SOURCE EXTRACT:
_ _ _ _
Dinner Party is a collaborative extended play by American musicians Kamasi Washington, Robert Glasper, Terrace Martin, and 9th Wonder. It was released on July 10, 2020, via Sounds Of Crenshaw/Empire. Recording sessions took place at Chalice Recording Studios in Los Angeles at the end of 2019. It features guest appearances from Chicago-based musician Phoelix.

The album debuted at number one on the US Billboard Top Contemporary Jazz Albums, at number two on the Top Jazz Albums and at number fifty-five on the Top Album Sales.

It was supported by single "Freeze Tag" with music video directed by Samantha Whitehead, Brendan Walter and Jasper Graham.

Critical reception

Dinner Party was met with generally favorable reviews from critics. At Metacritic, which assigns a normalized rating out of 100 to reviews from mainstream publications, the album received an average score of 74 based on four reviews. The aggregator Album of the Year has the critical consensus of the album at a 75 out of 100, based on five reviews.
_ _ _ _
GIVEN RECORDS:
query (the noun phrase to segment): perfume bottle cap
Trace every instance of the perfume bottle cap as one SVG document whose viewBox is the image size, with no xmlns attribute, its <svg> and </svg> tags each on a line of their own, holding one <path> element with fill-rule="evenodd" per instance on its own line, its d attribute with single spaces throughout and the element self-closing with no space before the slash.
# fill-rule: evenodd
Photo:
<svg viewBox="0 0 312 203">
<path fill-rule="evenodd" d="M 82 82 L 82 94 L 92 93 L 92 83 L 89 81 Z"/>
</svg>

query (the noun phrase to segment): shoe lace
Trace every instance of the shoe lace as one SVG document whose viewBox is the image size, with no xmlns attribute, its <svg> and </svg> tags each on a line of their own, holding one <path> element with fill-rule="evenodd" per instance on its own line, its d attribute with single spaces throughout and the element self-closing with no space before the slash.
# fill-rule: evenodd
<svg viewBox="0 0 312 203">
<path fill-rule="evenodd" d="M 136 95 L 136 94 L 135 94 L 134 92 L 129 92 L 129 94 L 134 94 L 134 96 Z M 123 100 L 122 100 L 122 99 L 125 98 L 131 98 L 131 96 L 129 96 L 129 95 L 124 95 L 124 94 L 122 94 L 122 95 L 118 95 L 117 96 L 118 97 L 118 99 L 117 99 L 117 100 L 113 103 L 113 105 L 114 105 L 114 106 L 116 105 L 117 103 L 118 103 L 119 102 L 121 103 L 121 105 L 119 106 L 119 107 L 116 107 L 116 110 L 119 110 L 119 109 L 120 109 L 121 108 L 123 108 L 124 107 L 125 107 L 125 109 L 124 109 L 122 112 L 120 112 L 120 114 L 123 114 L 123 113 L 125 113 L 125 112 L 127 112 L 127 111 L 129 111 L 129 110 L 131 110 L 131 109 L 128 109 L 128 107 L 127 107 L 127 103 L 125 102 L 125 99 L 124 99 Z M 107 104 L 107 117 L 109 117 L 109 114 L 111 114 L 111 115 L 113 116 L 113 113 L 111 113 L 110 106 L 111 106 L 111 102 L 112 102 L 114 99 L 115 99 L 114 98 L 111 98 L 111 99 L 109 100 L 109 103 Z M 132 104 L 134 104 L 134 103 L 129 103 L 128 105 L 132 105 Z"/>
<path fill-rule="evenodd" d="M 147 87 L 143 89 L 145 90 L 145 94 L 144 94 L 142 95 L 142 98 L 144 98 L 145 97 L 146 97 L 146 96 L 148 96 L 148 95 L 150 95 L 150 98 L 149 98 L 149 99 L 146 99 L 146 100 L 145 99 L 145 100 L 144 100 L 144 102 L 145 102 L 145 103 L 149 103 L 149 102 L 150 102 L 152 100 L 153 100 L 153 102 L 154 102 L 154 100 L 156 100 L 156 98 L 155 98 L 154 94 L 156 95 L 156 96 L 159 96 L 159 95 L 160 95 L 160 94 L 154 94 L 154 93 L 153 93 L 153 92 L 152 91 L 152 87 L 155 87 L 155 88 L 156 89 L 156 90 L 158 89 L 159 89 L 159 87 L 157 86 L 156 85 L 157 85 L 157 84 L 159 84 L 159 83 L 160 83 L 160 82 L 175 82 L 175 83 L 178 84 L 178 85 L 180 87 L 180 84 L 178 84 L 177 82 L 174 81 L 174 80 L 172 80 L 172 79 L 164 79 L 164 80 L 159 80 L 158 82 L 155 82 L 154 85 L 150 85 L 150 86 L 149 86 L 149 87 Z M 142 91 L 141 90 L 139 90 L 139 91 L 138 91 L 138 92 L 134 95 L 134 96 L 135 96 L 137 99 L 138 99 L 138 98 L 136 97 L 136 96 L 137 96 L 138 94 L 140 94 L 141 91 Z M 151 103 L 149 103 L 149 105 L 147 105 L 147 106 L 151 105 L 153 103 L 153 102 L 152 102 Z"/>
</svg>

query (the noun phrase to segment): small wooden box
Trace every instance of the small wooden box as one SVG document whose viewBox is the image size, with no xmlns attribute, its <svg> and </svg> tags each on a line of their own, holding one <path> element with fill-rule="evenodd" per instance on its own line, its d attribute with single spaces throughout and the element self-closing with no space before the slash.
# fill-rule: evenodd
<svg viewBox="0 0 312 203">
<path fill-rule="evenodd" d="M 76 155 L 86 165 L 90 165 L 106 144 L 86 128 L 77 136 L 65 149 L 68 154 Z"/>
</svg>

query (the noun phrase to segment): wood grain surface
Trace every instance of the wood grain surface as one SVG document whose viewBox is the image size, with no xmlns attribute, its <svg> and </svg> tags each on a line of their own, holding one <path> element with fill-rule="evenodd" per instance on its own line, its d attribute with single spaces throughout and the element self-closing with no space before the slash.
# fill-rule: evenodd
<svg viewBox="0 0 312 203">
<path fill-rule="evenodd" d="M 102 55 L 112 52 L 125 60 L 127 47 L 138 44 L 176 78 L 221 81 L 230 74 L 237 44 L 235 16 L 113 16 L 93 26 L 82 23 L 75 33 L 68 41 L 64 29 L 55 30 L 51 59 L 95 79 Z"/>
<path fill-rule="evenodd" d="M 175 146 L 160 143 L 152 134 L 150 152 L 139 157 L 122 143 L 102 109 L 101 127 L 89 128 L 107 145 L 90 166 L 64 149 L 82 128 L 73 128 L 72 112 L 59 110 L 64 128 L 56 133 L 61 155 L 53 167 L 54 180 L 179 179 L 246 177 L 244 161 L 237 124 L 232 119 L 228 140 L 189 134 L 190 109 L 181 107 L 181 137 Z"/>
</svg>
_ _ _ _
PROBLEMS AND TASKS:
1. Revise everything from "Critical reception" down to "on five reviews." in the Dinner Party article, replacing "favorable" with "positive".
2. Write what comes next in the Dinner Party article, picking up after its final sentence.

ANSWERS TO THE TASKS:
1.
Critical reception

Dinner Party was met with generally positive reviews from critics. At Metacritic, which assigns a normalized rating out of 100 to reviews from mainstream publications, the album received an average score of 74 based on four reviews. The aggregator Album of the Year has the critical consensus of the album at a 75 out of 100, based on five reviews.

2.
Writing for Exclaim!, Kevin Press said "No one's at the head of the table here. Instead we get a group of friends with genuine history and the kind of outsized talent we can only marvel at. Savour this". Spectrum Culture critic Bob Fish stated, "Everything sounds so good, a blending of genres and forces, combining the worlds of jazz and hip hop, they create the kind of brew that is easy on the ears". AllMusic's Andy Kellman wrote, "The brief set overall evokes some of the same feelings as 9th's Black Radio Recovered remix of "Afro Blue", Kendrick's "These Walls", and much of Martin's Velvet Portraits, all connected and nutritive recordings offering solace and strength. There's no crosstalk, just completed thoughts". Caleb Campbell of Under the Radar said, "Even when the record leaves listeners wishing for just a bit more, it is hard to be that disappointed by an album filled with lush performances from some of the best musicians in their genre".

Track listing

Personnel
Kamasi Washington – main artist, lyrics, producer
Patrick Douthit – main artist, lyrics, producer
Robert Glasper – main artist, lyrics, producer
Terrace Martin – main artist, lyrics, producer
Michael E. Neil – featured artist (tracks: 1-3, 6)
Amani Washington – artwork
Marlon Williams – guitar (tracks: 1, 6)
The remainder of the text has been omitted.